**DIRECTIONS:**
Nothing but the exact text of the entries should appear in your answer; pictures stay out.

**THE DATA:**
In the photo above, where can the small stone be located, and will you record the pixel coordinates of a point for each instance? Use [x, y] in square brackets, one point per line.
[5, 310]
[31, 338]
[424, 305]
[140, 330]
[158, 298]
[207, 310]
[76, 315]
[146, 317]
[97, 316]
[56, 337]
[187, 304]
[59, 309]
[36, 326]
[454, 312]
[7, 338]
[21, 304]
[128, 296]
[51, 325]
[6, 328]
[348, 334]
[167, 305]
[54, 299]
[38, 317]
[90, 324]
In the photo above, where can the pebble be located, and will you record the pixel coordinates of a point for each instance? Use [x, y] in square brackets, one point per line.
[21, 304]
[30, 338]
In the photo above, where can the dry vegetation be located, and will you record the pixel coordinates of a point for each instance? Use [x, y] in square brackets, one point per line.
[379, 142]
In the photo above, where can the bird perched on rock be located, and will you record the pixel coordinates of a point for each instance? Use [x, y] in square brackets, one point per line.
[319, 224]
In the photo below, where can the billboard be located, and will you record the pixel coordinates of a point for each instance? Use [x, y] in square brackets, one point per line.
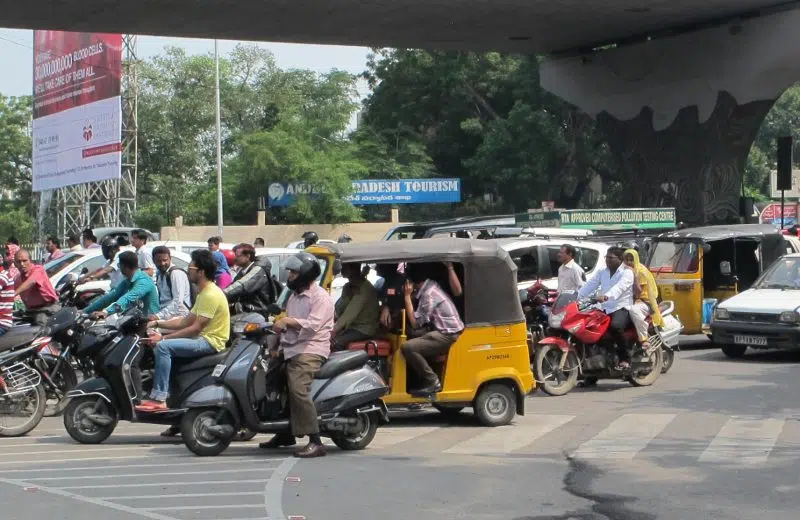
[77, 111]
[376, 191]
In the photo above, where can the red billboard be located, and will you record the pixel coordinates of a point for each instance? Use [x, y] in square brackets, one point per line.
[77, 112]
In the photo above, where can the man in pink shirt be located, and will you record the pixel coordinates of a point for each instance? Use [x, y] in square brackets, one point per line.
[35, 289]
[306, 341]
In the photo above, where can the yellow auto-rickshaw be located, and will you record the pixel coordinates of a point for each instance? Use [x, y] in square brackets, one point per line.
[488, 367]
[697, 268]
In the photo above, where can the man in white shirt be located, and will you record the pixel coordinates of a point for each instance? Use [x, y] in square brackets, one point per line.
[146, 263]
[570, 275]
[616, 292]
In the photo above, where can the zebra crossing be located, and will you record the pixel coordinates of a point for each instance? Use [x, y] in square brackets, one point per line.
[735, 441]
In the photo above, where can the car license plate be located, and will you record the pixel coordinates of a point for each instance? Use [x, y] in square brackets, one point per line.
[750, 340]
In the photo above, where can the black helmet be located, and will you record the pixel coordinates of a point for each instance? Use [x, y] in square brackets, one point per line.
[307, 267]
[109, 245]
[309, 238]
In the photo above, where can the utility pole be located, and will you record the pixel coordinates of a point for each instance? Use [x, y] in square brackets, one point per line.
[219, 146]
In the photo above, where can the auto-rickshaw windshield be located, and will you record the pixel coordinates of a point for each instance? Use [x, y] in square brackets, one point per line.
[783, 274]
[674, 257]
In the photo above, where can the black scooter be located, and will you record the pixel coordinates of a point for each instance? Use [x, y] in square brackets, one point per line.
[98, 404]
[248, 389]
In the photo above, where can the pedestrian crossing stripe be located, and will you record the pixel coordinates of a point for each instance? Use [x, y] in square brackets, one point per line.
[738, 441]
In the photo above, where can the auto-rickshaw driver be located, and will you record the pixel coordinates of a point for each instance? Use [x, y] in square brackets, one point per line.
[487, 367]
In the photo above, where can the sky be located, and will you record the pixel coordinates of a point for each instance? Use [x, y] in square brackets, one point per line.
[16, 57]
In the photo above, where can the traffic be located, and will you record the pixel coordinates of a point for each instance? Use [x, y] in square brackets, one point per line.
[220, 342]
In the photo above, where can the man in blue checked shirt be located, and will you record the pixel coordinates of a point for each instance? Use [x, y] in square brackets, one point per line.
[137, 286]
[616, 292]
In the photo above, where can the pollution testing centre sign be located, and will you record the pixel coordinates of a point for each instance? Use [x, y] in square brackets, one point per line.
[378, 191]
[77, 110]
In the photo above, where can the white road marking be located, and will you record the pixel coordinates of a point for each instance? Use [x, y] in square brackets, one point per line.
[744, 441]
[106, 476]
[164, 484]
[216, 461]
[186, 495]
[389, 436]
[625, 437]
[505, 439]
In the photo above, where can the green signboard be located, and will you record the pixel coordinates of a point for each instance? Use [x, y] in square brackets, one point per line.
[628, 218]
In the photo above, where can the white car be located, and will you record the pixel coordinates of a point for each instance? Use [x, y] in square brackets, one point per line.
[766, 316]
[537, 258]
[92, 260]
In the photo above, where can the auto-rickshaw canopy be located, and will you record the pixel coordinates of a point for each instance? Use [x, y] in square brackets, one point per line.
[490, 275]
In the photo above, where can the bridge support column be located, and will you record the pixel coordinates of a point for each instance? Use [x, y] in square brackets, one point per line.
[697, 167]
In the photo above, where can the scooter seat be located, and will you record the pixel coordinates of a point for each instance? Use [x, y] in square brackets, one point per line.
[18, 336]
[342, 362]
[190, 365]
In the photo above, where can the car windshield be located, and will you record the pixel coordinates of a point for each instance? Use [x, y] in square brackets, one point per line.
[54, 267]
[674, 257]
[784, 274]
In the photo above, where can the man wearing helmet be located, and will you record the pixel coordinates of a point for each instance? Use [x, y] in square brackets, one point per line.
[305, 338]
[309, 239]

**SOLUTION BELOW:**
In the photo above, where can the small stone be located, and will you record the pixel coordinates of a point for each instance? Use [x, y] in square brackets, one point per line.
[5, 310]
[31, 338]
[424, 305]
[140, 330]
[158, 298]
[207, 310]
[76, 315]
[146, 317]
[97, 316]
[56, 337]
[187, 304]
[59, 309]
[36, 326]
[454, 312]
[7, 338]
[21, 304]
[128, 296]
[51, 325]
[6, 328]
[348, 334]
[167, 305]
[54, 299]
[38, 317]
[90, 324]
In the photo above, where can the pebble be located, and will you record the pixel coordinates of a point for each instance? Use [x, y] in square brackets, one point per line.
[21, 304]
[30, 338]
In the photo above, where can the dry vegetation be located, and will you record the pixel coordinates of a point for each instance? Use [x, y] in square brackets, one point per line.
[379, 142]
In the photo above, where can the bird perched on rock be located, and will you record the pixel coordinates of a point for each instance? Use [x, y] in square brackets, one point per line.
[319, 224]
In the photo below, where can the billboard be located, and will you record the pixel coordinates of a point for each instance? Use [x, y] in square brackets, one point per line.
[77, 111]
[376, 191]
In the photo above, where can the red billboard be located, and will you record the pixel coordinates of a point for each instance? Use [x, y] in square brackets, one point per line.
[77, 112]
In the photo above, where can the man in pink shirt be located, and will you record the pixel coordinates of a point for each instance? Use [x, y] in square brackets, one point per line.
[35, 289]
[306, 341]
In the photo above, where can the yellow auto-rickshaw be located, and will you record the pixel coordinates of a point for each instance? Use [x, y] in square brackets, one point per line.
[488, 367]
[697, 268]
In the photo above, where can the man in white shirt be located, and will you record the pixel coordinates of a point for each instance? Use [x, y] in square brackets, one point per line.
[146, 263]
[570, 275]
[616, 292]
In the photo above, where can the zebra crossing be located, and will you record the pixel coordinates of a point for each instance? Use [x, y] in square brackets, one point per line.
[735, 441]
In the photo above, where can the car license plate be located, and will you record the pixel coordinates of a point for each instance? Use [x, y] in square brackets, one point per line.
[750, 340]
In the photo above, where can the black helmet be located, and will you record the pixel coordinates of a point for each instance? Use [x, y] in square brackets, one point per line.
[307, 267]
[109, 245]
[309, 238]
In the photo above, where can the utility pole be located, and will you record the pixel coordinates of a point for each instance? Use [x, y] in square brackets, one point per line.
[219, 146]
In the photo above, where can the auto-rickshaw windshield be located, and will you record the pixel coordinates of a point for each instance? Use [x, y] in square brackets, one point per line.
[783, 274]
[674, 257]
In the photo above, where can the black scooter be located, and will you record the pixel coordinates of a point for each instance? Use [x, y] in square brackets, one point per line.
[98, 404]
[248, 389]
In the photo above, where can the pedestrian crossing stripe be located, and will you record the pixel coordinates of a point for each instance? Use [x, y] in square brackets, one point per line.
[738, 441]
In the photo above, where can the auto-rickshaw driver be located, and will you record the pixel coordinates of a point for each instance? Use [x, y] in square brackets, one point per line.
[487, 367]
In the photo above, where can the sky be located, and will you record the pixel coordinates of a point for each instance? Use [x, y] in square brackets, one point per line.
[16, 57]
In the photo above, where can the traffic be located, and will you record the pixel coordinates of a point for each instance? Use [x, y] in square brackets, one point per line.
[220, 342]
In the photo above, where can the man in blue checked shirt be located, and will you record the pixel coordinates of a point for each instance? Use [x, y] in square brackets, one point per line.
[137, 286]
[616, 292]
In the photo above, where can the pollution testing centre sign be located, and will you record the pixel coordinates of a point for each instance? Use [x, y] in square brackets, one point per line.
[378, 191]
[77, 110]
In the photo above, where can the white road marking be located, and will you record the pixel coordinates of a point for each instance? Use [x, y] in square brackets, one point per line.
[744, 441]
[106, 476]
[164, 484]
[216, 461]
[186, 495]
[389, 436]
[625, 437]
[505, 439]
In the photo above, where can the green signboard be located, and will you record the pixel coordinates of a point for each instance? Use [x, y] in square brackets, one point per line.
[628, 218]
In the photo above, where can the white car be located, and will you record the pixel coordinates of a point for each instance? Use [x, y] in square brackets, one point per line.
[766, 316]
[537, 258]
[92, 260]
In the photo above, where can the auto-rickshaw canopy be located, and will you record the pixel coordinates of a point for each instance? Use [x, y] in square brackets, one point per line.
[490, 275]
In the photo above, where can the bridge support column be located, and will you record the pixel coordinates of a point for each instance? Use [x, y] in square brackets, one point per line.
[697, 167]
In the photo above, where can the scooter seat be located, and will you record the pixel coordinates of a point for each instance? Use [x, y] in square brackets, one point per line.
[18, 336]
[342, 362]
[190, 365]
In the photo above, where can the car windshield be located, and will you record the pixel coordinates of a point for each instance? Use [x, y] in square brackets, one point per line.
[54, 267]
[674, 257]
[784, 274]
In the photo above, where can the man wearing helmet be located, and will you record the pixel coordinates of a point for each instance? Use [x, y] in square brackets, one point per line.
[305, 338]
[309, 239]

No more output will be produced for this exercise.